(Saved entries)
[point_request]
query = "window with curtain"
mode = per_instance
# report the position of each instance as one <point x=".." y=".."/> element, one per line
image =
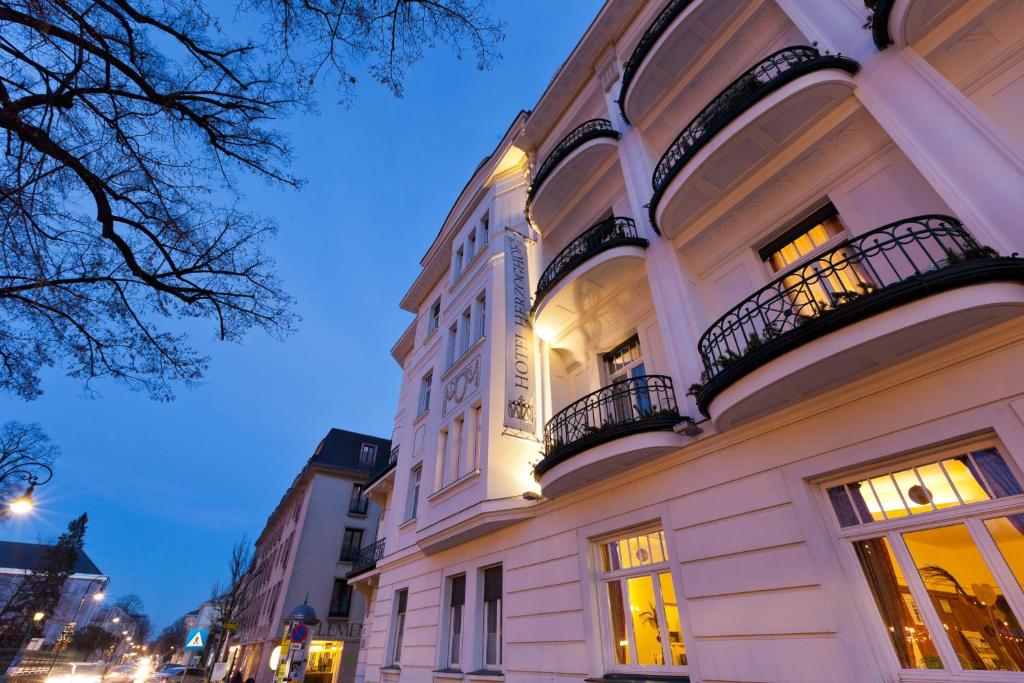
<point x="940" y="543"/>
<point x="457" y="601"/>
<point x="492" y="616"/>
<point x="642" y="628"/>
<point x="398" y="626"/>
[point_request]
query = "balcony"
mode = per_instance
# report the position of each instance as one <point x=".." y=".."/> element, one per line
<point x="906" y="22"/>
<point x="607" y="431"/>
<point x="577" y="159"/>
<point x="742" y="127"/>
<point x="896" y="291"/>
<point x="368" y="557"/>
<point x="674" y="41"/>
<point x="600" y="253"/>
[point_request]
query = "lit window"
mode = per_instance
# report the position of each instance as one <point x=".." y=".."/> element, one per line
<point x="642" y="624"/>
<point x="424" y="403"/>
<point x="457" y="601"/>
<point x="398" y="625"/>
<point x="943" y="599"/>
<point x="493" y="616"/>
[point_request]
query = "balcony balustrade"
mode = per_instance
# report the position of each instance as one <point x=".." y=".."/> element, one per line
<point x="628" y="407"/>
<point x="368" y="557"/>
<point x="876" y="271"/>
<point x="753" y="86"/>
<point x="614" y="231"/>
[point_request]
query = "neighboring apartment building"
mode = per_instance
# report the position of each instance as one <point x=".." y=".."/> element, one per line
<point x="78" y="602"/>
<point x="718" y="363"/>
<point x="305" y="551"/>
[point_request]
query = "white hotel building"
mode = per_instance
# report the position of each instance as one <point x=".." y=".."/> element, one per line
<point x="718" y="363"/>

=== Your task ===
Show each line of the records that contains the word "balcony". Case counts.

=== Solution for this problem ===
query = "balcony"
query = "balcony balustrade"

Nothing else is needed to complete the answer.